*Problem to solve*. Return exactly the lines that run from the one containing "Target: stone boundary wall" to the end of the entries, with both ends included.

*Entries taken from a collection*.
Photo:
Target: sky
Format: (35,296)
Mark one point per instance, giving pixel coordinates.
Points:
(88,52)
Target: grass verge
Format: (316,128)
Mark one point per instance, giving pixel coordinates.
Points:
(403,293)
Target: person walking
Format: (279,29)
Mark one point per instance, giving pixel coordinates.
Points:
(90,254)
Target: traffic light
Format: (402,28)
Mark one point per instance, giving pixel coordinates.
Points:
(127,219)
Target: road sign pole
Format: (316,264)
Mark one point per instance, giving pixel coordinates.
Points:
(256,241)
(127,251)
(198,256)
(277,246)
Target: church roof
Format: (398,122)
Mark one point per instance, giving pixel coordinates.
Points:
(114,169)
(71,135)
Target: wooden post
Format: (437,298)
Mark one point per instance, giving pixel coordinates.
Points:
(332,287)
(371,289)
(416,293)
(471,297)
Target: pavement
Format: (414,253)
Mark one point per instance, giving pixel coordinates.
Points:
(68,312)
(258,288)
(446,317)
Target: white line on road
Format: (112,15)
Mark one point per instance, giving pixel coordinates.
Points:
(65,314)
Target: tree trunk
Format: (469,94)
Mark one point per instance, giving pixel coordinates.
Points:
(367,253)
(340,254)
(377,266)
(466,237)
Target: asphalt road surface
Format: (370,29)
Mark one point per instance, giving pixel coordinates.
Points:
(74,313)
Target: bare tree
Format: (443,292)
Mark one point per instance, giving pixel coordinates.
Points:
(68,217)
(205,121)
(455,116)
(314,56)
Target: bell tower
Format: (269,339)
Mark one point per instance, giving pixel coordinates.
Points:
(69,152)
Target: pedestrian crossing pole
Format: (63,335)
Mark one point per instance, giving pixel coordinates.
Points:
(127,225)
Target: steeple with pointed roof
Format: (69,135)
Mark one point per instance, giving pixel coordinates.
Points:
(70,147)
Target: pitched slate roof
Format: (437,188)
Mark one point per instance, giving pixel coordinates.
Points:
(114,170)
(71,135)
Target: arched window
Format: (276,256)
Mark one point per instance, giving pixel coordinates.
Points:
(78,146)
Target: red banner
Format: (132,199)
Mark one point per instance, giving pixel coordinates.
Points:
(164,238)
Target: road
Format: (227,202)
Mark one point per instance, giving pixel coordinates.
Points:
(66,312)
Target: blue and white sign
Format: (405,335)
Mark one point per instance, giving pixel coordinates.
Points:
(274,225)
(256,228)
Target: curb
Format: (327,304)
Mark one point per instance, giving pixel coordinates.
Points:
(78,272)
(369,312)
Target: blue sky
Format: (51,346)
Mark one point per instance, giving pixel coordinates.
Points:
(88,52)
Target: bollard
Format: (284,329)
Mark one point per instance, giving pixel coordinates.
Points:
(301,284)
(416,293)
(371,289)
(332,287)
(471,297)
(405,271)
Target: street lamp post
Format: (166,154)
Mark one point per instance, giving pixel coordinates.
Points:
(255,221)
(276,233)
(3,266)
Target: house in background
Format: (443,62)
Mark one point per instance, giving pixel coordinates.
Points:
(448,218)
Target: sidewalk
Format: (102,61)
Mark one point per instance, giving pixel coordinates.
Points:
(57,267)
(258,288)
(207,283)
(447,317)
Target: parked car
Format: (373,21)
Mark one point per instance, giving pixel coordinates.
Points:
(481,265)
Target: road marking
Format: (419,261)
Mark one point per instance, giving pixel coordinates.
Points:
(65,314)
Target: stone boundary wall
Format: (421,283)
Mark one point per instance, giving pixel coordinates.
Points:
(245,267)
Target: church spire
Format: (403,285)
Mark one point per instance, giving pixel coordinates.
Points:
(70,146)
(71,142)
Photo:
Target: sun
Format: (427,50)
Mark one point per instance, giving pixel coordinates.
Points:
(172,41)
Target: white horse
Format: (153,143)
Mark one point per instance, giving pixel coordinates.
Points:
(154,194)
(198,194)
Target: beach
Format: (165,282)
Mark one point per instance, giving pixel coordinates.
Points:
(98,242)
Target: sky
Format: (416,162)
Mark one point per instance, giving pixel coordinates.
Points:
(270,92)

*Exercise result*.
Target: stone boundary wall
Format: (421,283)
Mark one point per instance, giving pixel coordinates.
Points:
(245,267)
Target: church spire
Format: (403,285)
Mark one point per instance, giving pixel coordinates.
Points:
(70,146)
(71,142)
Photo:
Target: sun
Format: (427,50)
Mark one point per instance, giving pixel coordinates.
Points:
(172,41)
Target: white horse
Format: (153,143)
Mark one point per instance, giving pixel coordinates.
Points:
(154,194)
(198,194)
Target: beach
Format: (165,282)
Mark one point per instance, giving pixel coordinates.
Points:
(98,242)
Target: sky
Format: (416,162)
Mark one point per instance, giving pixel coordinates.
Points:
(270,92)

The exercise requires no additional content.